Zu erledigen |
a: Beantworte die folgenden Fragen zum Ausgangstext:
(i) Wie hieß das Fanzine, das der Sprecher herausgegeben hat?
(ii) In welchem Jahr rief Jörn Morisse bei ihm an?
(iii) Welche Band wird in der Zwischenfrage genannt?
b: Nenne alle Zeitschriften, die der Ausgangstext als Vorbild für die frühen Berichte über erfundene Bands anführt.
c: Führe das Interview über Musik und Schreiben im Ausgangstext nach dessen letztem Satz weiter.

Ausgangstext |
►
Ich habe mich deswegen immer schwer getan mit Poesie. Pop-Musik hat mir die Poesie versaut, glaube ich. Gedichte haben mich selten begeistert, ich habe aber ständig welche geschrieben. Mein ganzes Schreiben kommt eigentlich durch die Musik. Als erstes waren das so BRAVO-, pop Rocky– oder später ROCK HARD– oder Metal Hammer-mäßige Berichte über erfundene Bands, in denen immer ich der Frontmann war. Dann habe ich angefangen, Tagebuch zu schreiben, Songtexte zu schreiben, Gedichte zu schreiben, ein Fanzine rauszugeben. Und irgendwann im Jahr 2005 hat Jörn Morisse, ein Literaturagent, der auch mal ein Fanzine gemacht hatte, bei mir angerufen und gesagt, er hätte mein Fanzine damals so gut gefunden – Wasted Paper hieß es – und ob ich mir vorstellen könnte, einen Roman zu schreiben. Ich habe zwei Sekunden überlegt und gesagt: Ja klar, mach ich. Dann habe ich das erste Buch geschrieben. Ohne Musik, ohne Pop und ohne die DIY-Idee des Punk wäre das alles nicht passiert.

Wir hätten nur eine winzige Zwischenfrage, weil Du gesagt hast, dass das Englische so wichtig für Dich war. Muff Potter war eine der Bands, die für die deutschsprachige Musik sehr wichtig war. Du schreibst auf Deutsch, obwohl Dir das Englische so wichtig ist?
◄
Gegebene Daten |
►
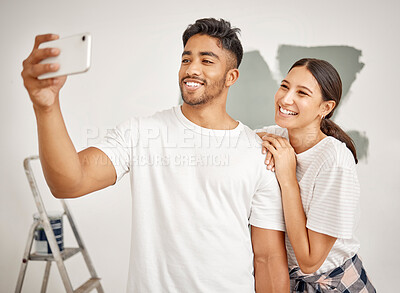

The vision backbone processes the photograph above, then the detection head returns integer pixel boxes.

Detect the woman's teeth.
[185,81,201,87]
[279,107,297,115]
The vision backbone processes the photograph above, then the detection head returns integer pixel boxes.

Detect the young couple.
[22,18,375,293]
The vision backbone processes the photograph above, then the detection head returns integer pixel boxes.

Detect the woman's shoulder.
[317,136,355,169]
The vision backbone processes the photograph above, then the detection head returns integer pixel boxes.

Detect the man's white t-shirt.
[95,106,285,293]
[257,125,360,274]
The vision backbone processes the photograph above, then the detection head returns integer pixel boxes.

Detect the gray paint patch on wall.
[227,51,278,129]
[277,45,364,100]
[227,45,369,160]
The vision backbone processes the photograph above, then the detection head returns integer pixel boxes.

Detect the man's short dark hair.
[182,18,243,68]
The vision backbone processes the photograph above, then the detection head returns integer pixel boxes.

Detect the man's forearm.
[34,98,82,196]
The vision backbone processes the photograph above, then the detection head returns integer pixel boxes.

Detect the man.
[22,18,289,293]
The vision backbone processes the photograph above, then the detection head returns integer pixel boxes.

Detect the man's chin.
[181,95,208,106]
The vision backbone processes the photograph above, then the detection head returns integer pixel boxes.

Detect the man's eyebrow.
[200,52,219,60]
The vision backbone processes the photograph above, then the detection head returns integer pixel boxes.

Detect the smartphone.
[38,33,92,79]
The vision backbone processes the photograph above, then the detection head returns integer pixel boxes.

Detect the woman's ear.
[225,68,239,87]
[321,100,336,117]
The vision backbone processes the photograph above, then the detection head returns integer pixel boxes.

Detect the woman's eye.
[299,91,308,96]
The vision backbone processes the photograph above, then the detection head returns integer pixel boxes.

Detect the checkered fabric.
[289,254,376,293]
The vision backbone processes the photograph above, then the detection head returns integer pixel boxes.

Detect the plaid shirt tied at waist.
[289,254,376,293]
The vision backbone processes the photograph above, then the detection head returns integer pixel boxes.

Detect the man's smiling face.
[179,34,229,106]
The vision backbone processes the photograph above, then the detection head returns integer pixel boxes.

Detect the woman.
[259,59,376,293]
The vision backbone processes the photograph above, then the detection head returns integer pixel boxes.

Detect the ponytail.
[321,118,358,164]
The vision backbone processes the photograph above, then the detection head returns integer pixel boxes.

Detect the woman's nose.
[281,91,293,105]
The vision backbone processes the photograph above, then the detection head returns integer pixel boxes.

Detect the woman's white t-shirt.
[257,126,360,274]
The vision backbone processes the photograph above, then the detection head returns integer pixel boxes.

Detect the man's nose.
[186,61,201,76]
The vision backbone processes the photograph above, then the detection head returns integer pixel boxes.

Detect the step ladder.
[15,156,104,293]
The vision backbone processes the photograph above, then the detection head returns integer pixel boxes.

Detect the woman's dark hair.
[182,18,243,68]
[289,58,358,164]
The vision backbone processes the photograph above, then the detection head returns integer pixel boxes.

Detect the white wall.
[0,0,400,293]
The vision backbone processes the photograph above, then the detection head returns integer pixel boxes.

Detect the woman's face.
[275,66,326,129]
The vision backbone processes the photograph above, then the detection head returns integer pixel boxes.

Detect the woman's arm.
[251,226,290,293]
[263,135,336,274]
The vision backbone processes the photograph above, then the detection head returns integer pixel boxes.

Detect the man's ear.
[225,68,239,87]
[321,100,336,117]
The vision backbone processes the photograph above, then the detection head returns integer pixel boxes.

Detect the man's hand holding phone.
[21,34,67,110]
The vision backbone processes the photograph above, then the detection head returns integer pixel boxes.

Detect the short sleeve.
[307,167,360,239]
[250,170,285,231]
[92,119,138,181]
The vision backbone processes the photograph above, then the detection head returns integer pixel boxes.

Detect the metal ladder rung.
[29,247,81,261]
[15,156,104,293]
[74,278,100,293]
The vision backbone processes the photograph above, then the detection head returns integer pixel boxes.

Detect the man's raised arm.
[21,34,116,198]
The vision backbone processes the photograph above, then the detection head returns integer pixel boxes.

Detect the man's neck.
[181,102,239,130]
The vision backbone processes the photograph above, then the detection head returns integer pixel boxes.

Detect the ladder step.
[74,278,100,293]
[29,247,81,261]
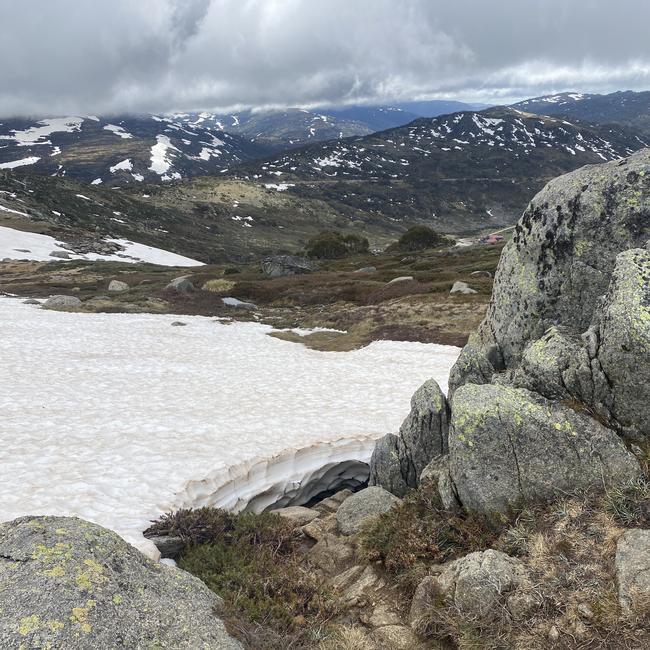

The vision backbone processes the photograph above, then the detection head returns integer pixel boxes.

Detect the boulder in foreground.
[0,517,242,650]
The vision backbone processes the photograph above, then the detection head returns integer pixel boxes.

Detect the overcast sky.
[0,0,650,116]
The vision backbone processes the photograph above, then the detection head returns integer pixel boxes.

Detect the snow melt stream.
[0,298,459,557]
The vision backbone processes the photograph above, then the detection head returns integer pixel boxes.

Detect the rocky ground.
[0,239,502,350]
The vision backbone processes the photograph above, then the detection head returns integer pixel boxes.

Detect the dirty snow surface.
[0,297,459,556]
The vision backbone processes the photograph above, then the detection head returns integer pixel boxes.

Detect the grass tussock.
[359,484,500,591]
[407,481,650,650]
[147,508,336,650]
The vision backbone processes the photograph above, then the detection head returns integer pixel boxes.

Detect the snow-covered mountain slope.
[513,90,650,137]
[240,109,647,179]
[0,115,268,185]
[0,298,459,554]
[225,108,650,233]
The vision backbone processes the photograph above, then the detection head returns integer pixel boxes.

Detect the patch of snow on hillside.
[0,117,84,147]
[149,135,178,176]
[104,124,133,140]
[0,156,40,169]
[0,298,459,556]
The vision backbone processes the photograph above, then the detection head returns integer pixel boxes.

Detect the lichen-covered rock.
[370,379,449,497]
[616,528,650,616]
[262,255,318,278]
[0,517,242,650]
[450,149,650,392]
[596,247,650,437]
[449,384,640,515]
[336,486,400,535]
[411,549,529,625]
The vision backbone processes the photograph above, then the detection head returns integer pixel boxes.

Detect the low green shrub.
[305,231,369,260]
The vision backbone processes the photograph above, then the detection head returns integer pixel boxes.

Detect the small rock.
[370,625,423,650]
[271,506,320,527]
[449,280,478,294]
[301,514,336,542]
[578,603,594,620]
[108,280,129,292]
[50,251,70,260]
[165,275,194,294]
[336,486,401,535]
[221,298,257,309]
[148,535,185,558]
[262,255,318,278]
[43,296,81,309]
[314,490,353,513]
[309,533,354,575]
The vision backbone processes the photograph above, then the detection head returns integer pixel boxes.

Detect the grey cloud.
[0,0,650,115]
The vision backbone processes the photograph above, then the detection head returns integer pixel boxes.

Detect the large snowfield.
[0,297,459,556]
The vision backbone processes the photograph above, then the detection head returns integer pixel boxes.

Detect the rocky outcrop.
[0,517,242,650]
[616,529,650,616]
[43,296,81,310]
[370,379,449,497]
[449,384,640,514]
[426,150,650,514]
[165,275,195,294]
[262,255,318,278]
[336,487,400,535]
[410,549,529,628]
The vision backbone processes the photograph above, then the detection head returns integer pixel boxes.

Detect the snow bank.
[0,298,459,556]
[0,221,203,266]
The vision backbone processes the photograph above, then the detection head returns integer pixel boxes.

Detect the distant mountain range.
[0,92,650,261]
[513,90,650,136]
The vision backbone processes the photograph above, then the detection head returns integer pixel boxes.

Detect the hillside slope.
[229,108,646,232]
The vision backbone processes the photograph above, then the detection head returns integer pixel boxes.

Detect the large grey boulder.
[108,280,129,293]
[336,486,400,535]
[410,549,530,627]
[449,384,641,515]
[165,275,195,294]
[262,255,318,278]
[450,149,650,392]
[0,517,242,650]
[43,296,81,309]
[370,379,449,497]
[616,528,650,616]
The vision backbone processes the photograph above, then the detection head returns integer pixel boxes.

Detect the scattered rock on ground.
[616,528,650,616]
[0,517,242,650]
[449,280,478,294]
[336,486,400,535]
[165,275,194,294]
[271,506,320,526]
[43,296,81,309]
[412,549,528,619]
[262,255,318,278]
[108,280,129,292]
◄
►
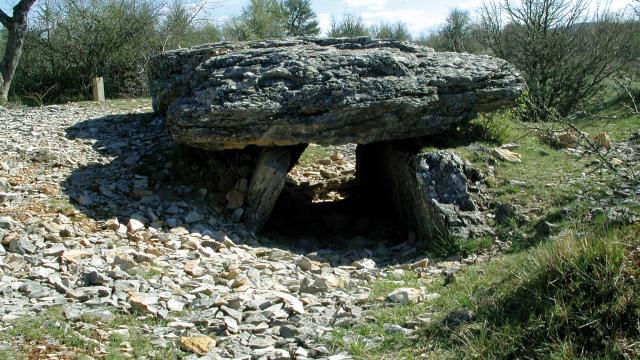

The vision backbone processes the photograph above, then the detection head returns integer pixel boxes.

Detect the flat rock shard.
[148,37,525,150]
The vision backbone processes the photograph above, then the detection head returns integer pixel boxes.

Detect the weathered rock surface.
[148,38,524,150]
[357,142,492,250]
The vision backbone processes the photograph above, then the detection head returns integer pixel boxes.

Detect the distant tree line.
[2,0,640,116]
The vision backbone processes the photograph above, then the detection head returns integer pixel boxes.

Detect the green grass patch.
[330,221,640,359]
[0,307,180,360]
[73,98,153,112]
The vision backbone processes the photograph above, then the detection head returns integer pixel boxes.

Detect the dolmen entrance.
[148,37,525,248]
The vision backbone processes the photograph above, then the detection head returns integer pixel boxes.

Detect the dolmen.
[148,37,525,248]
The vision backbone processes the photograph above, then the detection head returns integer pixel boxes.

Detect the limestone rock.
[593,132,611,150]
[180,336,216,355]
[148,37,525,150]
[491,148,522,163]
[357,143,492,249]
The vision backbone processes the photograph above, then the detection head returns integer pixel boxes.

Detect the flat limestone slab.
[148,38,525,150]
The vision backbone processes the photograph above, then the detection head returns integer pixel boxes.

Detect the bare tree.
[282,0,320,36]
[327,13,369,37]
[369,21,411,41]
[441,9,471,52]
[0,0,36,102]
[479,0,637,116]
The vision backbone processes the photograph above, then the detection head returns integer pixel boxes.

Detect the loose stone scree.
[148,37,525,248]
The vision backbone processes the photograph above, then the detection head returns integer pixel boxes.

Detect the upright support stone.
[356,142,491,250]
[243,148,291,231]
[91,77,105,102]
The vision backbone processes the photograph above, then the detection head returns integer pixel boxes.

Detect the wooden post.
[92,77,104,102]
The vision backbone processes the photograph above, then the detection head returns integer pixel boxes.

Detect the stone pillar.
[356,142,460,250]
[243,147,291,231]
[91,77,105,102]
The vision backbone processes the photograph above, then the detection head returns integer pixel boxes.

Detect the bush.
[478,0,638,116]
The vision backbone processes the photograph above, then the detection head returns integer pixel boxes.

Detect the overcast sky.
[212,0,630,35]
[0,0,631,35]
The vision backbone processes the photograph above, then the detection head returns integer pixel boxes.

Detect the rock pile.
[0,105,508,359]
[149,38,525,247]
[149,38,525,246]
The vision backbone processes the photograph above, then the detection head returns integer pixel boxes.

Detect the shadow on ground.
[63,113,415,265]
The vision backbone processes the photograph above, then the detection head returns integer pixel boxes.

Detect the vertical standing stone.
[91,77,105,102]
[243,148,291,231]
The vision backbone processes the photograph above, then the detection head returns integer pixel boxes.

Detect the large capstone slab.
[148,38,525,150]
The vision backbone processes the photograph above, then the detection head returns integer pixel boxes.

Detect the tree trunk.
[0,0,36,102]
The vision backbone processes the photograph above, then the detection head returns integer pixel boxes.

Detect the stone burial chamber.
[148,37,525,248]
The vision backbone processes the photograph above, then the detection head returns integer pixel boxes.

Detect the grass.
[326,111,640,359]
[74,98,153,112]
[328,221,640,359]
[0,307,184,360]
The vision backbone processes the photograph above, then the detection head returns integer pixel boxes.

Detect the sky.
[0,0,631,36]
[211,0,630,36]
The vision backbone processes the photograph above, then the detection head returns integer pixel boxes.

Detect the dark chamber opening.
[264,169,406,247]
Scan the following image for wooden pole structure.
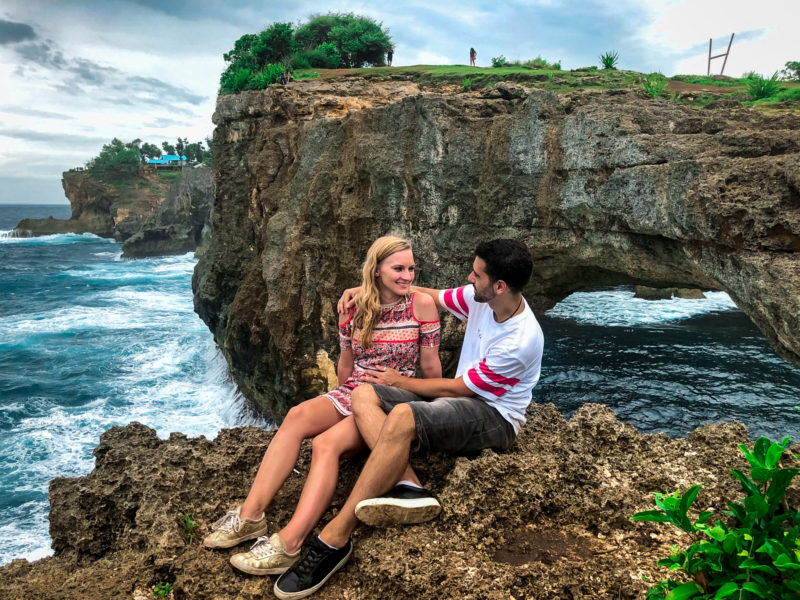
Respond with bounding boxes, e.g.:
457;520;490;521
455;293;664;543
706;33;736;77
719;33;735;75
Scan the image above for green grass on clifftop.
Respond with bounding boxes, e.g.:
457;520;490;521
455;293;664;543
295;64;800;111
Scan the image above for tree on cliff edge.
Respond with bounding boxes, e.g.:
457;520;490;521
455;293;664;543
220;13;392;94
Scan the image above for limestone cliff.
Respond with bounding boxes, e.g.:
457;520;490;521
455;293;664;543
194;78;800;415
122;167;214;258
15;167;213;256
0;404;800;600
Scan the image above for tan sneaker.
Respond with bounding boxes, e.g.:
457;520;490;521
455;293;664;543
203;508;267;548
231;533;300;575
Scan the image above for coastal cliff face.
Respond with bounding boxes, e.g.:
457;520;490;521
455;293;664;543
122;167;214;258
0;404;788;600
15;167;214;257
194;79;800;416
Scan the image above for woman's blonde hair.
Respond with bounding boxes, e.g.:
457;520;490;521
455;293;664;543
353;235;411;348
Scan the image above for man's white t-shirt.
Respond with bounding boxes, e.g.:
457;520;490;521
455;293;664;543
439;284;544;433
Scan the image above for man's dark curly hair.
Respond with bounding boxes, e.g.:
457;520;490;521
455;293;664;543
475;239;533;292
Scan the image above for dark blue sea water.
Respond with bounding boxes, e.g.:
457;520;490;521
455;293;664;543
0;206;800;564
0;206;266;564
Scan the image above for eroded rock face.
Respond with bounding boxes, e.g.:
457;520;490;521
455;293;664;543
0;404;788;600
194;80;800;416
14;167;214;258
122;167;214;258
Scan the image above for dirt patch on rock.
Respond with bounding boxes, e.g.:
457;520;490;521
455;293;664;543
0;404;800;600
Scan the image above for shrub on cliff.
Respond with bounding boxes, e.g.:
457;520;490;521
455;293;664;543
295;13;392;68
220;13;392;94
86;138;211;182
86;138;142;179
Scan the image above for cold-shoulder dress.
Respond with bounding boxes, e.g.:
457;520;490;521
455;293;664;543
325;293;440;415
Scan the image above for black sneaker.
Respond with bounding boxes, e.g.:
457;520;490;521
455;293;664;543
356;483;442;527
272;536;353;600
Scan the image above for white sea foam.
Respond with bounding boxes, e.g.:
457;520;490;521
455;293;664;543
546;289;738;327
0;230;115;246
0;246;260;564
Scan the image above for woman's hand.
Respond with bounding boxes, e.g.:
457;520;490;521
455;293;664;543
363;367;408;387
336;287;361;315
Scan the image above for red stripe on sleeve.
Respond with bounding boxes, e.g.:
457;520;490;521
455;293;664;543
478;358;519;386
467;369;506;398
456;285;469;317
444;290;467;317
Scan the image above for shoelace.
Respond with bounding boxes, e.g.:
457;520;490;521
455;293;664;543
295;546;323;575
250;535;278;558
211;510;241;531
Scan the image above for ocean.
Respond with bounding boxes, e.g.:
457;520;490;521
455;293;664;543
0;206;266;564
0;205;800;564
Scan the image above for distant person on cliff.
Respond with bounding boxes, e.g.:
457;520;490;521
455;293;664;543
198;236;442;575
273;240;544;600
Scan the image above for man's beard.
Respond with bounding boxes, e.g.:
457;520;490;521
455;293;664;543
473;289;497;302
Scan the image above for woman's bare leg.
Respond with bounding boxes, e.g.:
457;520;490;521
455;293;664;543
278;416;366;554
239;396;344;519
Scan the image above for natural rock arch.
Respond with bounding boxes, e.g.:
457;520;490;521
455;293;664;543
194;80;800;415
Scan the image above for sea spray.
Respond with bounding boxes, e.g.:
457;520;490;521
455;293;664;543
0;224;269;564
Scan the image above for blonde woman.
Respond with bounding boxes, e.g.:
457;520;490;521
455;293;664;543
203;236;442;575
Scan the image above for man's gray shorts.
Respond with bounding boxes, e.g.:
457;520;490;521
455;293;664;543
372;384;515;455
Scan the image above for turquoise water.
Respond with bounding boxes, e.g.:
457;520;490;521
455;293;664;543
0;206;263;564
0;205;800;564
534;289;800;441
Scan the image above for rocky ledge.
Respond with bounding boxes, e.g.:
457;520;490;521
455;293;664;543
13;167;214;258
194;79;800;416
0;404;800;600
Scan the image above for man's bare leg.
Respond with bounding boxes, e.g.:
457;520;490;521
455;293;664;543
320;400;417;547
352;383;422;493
◄
Antworten |
a:
(i) Wasted Paper
(ii) 2005
(iii) Muff Potter

b: BRAVO, pop Rocky, ROCK HARD, Metal Hammer

c:
Ja, das finde ich auch interessant. Bei mir kommt noch dazu, dass bei uns nicht viel gereist wurde. Meine Eltern sprachen keine Fremdsprache. Deswegen hat sich durch das Englische eine ganz neue Welt für mich aufgetan. Mein allererster Songtext war auf Englisch. Der hieß Junkfood Nightmare und hat sich kritisch mit Junk Food auseinandergesetzt, wie man sich bei dem Titel eventuell denken kann. Dann war ich aber gleich mit meinem Latein – meinem Englisch – am Ende, weil ich dachte: Das kann man alles machen, aber das hat es schon gegeben und wahrscheinlich in ein bisschen besser, weil ich eben kein native speaker bin. Ich habe dann angefangen, auf Deutsch zu texten, weil ich wirklich gute Texte schreiben wollte, und das ging nur in meiner Muttersprache. Tatsächlich höre ich aber bis heute nur sehr wenig deutschsprachige Musik.

»Ich finde es reizvoll, prosaisch an Songtexte ranzugehen.«

Wir haben uns immer damit beschäftigt, wie Leute aus der Musik heraus zum Schreiben kommen. Du hast in einem Interview zu dem Roman ›Arbeit‹ gesagt, dass Du einige Zeilen des Romans gerne auch mal singen würdest. Das wäre genau die andere Richtung. Gibt es Gemeinsamkeiten zwischen Musik und Literatur, gerade was die Sprache und ästhetische Verfahren angeht?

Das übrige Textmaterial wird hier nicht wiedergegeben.